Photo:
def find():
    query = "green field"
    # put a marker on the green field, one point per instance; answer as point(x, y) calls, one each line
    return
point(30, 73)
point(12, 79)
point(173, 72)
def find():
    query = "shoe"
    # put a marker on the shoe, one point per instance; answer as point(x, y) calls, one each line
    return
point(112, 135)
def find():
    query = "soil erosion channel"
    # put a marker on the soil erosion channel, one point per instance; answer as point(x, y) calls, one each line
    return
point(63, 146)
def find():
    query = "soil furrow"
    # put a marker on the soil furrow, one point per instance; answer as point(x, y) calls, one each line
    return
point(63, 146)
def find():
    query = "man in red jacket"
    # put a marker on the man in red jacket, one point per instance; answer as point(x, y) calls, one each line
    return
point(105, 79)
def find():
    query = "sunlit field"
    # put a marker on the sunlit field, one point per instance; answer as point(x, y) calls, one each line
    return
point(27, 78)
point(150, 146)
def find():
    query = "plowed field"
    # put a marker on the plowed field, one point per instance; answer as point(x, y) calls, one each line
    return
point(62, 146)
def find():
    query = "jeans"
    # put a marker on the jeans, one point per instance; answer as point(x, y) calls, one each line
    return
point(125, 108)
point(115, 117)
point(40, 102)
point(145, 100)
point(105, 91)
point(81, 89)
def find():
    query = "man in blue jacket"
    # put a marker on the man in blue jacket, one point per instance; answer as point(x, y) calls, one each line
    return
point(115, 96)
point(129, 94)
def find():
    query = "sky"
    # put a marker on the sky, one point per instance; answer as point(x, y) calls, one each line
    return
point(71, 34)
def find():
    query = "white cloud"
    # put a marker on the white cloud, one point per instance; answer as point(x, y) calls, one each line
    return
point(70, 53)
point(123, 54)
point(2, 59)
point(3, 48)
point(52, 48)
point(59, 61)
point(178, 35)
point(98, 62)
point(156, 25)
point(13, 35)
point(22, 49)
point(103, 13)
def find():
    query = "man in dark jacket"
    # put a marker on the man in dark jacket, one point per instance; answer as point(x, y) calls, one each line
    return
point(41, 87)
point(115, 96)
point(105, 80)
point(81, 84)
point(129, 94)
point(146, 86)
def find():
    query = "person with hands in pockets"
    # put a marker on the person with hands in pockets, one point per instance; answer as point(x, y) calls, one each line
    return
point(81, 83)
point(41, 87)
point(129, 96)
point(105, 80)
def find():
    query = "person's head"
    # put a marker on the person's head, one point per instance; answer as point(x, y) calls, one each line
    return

Goal of the exercise:
The lines you need run from the one containing "# put a marker on the person's" to the end of the listing. Output exactly those, both ends included.

Solution to this task:
    # put a marker on the person's head, one point per instance; answer as point(x, y) calls, one each line
    return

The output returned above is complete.